----- RECORDS FOR PROCESSING -----
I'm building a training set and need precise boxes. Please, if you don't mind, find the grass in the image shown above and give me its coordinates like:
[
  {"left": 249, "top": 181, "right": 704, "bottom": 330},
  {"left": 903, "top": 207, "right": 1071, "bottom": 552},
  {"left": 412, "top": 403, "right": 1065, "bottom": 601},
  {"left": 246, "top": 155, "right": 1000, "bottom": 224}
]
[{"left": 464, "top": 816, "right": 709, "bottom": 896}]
-----
----- RECORDS FOR PROCESSING -----
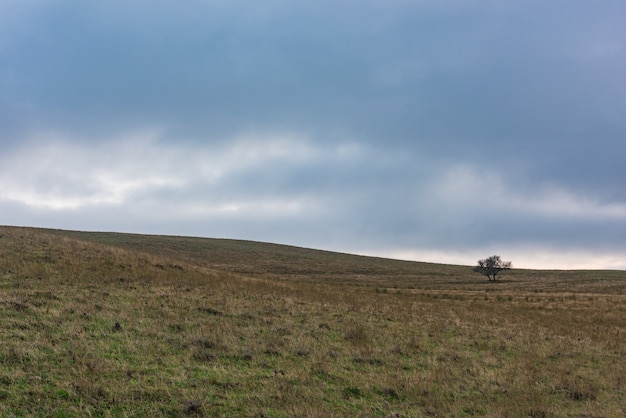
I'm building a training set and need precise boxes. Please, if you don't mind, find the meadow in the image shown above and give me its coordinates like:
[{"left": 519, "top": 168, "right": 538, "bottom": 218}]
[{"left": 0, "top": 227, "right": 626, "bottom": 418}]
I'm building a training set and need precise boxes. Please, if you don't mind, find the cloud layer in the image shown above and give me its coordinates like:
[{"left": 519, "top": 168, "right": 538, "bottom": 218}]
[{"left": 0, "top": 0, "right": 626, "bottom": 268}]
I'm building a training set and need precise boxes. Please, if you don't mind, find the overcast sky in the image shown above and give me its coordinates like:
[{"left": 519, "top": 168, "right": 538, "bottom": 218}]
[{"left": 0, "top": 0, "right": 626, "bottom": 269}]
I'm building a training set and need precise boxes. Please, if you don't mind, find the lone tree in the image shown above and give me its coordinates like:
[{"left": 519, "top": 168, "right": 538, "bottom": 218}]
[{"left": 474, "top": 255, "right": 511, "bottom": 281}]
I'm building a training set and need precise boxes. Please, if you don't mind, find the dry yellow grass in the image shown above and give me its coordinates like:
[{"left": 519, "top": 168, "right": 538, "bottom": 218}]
-----
----- RECORDS FOR PROCESSING -----
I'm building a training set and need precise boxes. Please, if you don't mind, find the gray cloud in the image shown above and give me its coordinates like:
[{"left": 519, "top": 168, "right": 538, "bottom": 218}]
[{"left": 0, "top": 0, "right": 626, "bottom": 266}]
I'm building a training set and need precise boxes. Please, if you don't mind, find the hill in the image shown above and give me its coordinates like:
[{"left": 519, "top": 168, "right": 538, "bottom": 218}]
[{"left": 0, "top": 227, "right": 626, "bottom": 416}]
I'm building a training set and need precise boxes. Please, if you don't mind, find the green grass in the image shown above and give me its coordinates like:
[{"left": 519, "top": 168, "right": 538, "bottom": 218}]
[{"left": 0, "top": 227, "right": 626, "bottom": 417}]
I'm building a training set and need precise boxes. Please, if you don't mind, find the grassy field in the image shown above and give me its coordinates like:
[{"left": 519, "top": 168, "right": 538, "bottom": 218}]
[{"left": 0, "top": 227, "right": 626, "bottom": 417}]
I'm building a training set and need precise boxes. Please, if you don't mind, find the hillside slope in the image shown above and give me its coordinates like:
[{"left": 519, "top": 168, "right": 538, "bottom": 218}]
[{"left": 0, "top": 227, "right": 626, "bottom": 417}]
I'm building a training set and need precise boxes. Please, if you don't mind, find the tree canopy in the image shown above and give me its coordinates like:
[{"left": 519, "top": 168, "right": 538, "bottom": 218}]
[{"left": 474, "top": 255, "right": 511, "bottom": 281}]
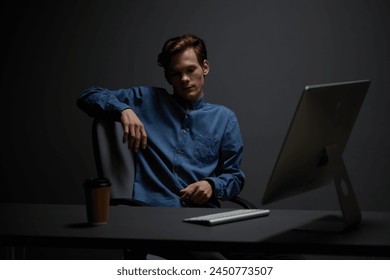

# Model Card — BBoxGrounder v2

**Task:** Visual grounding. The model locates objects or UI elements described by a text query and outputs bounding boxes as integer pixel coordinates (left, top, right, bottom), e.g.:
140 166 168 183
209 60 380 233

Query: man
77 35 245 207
-----
- _INSTRUCTIONS TO FOLLOW_
Find each line in the records above that contains the word "tree", and copy every such line in full.

- _RESULT OF THE TASK_
I'm building a training set and need precise boxes. Please, if you don't mind, find the lone tree in the image shown above and give me its coordinates like:
I'm building a training set and need precise boxes. Please, if you don't mind, find the tree canopy in the image shown above and give me its coordinates like:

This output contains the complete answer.